- [已存条目]:
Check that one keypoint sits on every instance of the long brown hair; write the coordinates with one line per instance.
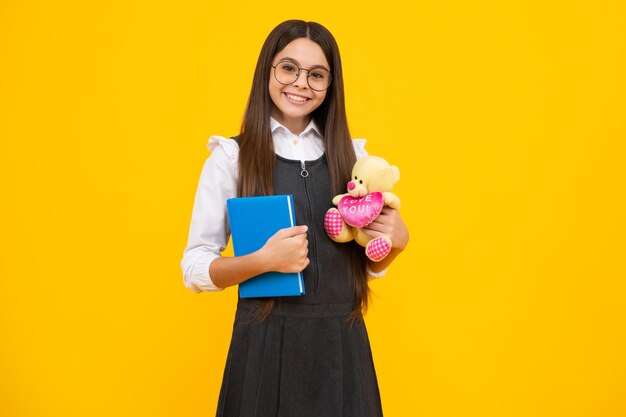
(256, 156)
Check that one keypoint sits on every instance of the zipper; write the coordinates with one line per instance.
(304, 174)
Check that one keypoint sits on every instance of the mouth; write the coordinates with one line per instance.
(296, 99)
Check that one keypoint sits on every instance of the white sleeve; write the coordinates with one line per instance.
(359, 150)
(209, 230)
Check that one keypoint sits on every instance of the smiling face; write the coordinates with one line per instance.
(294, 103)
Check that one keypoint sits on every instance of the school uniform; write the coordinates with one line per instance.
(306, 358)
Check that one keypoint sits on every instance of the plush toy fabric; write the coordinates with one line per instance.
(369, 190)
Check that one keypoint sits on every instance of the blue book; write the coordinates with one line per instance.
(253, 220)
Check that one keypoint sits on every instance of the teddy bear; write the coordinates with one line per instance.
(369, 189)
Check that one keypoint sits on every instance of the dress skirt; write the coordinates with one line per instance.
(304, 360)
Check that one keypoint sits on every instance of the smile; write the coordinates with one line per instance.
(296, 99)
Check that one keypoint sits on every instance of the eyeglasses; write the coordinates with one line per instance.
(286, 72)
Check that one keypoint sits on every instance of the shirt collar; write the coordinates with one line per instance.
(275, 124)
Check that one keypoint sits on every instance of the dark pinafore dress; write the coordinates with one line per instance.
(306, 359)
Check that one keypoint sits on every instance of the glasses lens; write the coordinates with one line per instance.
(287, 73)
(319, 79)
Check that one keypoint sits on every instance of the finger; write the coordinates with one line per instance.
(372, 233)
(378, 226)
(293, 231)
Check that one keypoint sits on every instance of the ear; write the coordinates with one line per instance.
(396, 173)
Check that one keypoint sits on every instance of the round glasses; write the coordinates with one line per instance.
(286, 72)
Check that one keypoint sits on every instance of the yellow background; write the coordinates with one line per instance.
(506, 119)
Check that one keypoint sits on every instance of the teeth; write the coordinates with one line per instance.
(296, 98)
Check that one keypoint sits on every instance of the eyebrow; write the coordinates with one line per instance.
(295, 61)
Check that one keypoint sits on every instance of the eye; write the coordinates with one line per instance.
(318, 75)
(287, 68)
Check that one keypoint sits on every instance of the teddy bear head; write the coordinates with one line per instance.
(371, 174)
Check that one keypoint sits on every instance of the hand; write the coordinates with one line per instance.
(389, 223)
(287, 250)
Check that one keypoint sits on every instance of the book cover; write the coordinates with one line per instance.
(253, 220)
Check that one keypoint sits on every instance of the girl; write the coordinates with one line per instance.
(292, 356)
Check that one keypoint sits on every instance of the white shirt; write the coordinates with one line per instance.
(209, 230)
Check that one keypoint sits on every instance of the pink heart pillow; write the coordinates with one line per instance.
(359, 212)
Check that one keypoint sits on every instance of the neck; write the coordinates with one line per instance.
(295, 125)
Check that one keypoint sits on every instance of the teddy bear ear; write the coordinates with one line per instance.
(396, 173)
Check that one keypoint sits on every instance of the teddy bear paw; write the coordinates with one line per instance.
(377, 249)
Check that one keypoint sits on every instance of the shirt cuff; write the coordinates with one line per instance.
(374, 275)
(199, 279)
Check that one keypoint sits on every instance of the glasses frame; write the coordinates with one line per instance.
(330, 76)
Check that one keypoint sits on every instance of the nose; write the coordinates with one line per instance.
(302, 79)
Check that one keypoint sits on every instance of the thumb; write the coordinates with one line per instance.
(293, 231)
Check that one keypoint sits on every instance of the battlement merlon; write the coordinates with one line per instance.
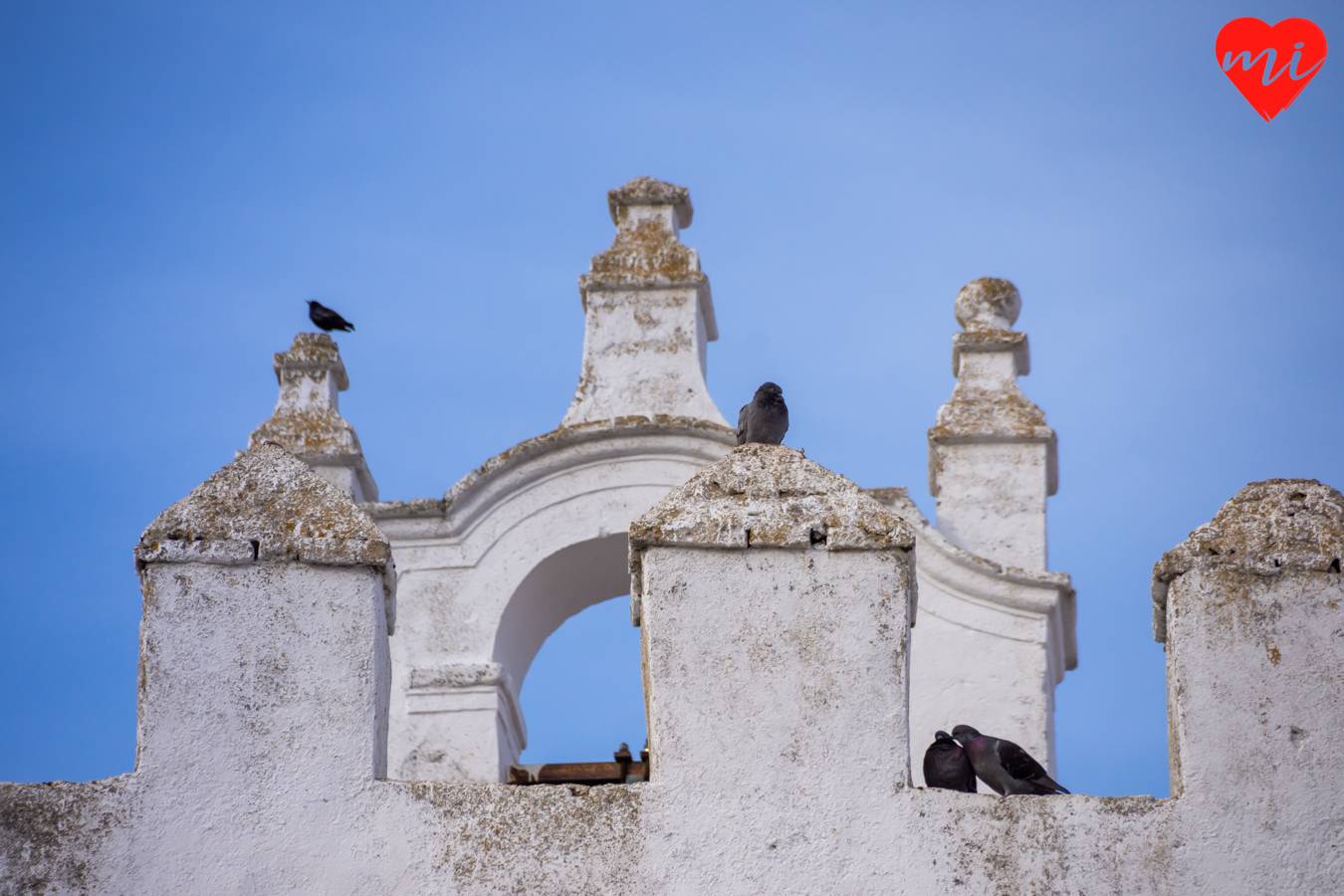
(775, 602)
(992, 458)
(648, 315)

- [布置任务]:
请把上面的全部条目重新写出，其中的“teddy bear”一律改成“stuffed bear”，其余内容保持不变，答案中不要包含图片。

- [本题答案]:
Check that one keypoint sits on every instance of the long brown hair; write the coordinates with one line per instance.
(256, 156)
Check that one keypoint sits on every instance of the zipper; write the coordinates with one line per instance.
(304, 174)
Check that one keypoint sits on every instance of the mouth; write the coordinates with one line per instance.
(296, 99)
Check that one keypoint sits on every instance of the white sleeve; write the coordinates with one line per instance.
(359, 150)
(209, 230)
Check that one keypoint sits on every instance of the smiling face; write the coordinates with one line per instance.
(294, 103)
Check that one keypoint sits on every instance of the school uniform; write the coordinates with one line per instance.
(306, 358)
Check that one keypoint sits on every instance of the plush toy fabric; write the coordinates with one line per instance.
(369, 190)
Check that one keypoint sits on every instance of the blue book; write the coordinates with one line per instance.
(253, 220)
Check that one keypoint sits on every instance of the stuffed bear; write the coordinates with one line per instance.
(369, 189)
Check that one keypoint sits on every instance of the dress skirt; write the coordinates with one line per instance.
(304, 360)
Check that one keypoint sits on every instance of the smile; write the coordinates with one line per instance.
(296, 99)
Check that one keypoint sits on every instance of the eyeglasses; write the coordinates with one line per instance.
(286, 72)
Check that one keypoint sits on every instance of the shirt collar; write the coordinates with one line per instance.
(275, 124)
Check that one keypoint sits on every instance of the dark pinafore dress; write the coordinates with one line per instance.
(306, 359)
Check that one keypoint sits on every instance of the glasses lens; write the coordinates with one line per instance.
(287, 73)
(319, 79)
Check that one keypoint sits on every instance of the finger; write the coordinates with one line per instance.
(372, 233)
(378, 226)
(293, 231)
Check that one keypoint sits on every instance of the ear; write the coordinates with one line per instance.
(396, 173)
Check that one keypoint sits on every instance of the round glasses; write the coordinates with one line per instance.
(286, 72)
Check that one keypoint sits on every instance of the yellow background; write the coordinates with one line per instance.
(506, 119)
Check that one keypoint sits on every instance of the teeth; write the coordinates with one line per instance.
(296, 98)
Check that one keypoint sits on every instance of the eyebrow; write the coordinates with one line per instance.
(295, 61)
Check that one keypoint sits on every instance of the eye; write the coordinates with one line per instance.
(318, 75)
(287, 68)
Check that one keypoint sits on every instance of the stuffed bear head; write the coordinates with one line per instance.
(371, 174)
Check that one keypoint sits on every instance of the hand; write the coordinates with one line per instance.
(389, 223)
(287, 250)
Check that one keypoint sits on every instance of the book cover; write the coordinates with one line per instance.
(253, 220)
Check that one keypoint sits on every instance of the girl; write the coordinates with one line per instance.
(292, 356)
Check that one keypoint sits on every instance of the white shirt; write the coordinates with one line per instance.
(209, 230)
Check that one keypoint sits on every instance of the pink heart pillow; write the coordinates with one line per instance.
(359, 212)
Check that one keypoint sits on every instance of the neck; write the coordinates with one line per instance.
(295, 125)
Check that one keypoint sits on every instance of the stuffed bear ear; write the coordinates with one line per instance.
(396, 173)
Check that one keypoint sits on every instance of the stuffed bear paw; write the coordinates with one line per instance.
(377, 249)
Check that one keypoint sits on every instance of the shirt cuff; write the coordinates with one line per instance.
(374, 275)
(199, 279)
Check that one keypoint sits on every instance of the glasses frame; write the coordinates with one line per instance.
(330, 76)
Check that one keypoint sits on every instance of the nose; write the coordinates with one line per instance.
(302, 79)
Check that one keypoint sits on every instance of the thumb; write the coordinates with one line per instance.
(293, 231)
Check that one keypoint sits on every instance of the battlement merlon; write the coordinates with one line per instance.
(775, 602)
(992, 458)
(648, 315)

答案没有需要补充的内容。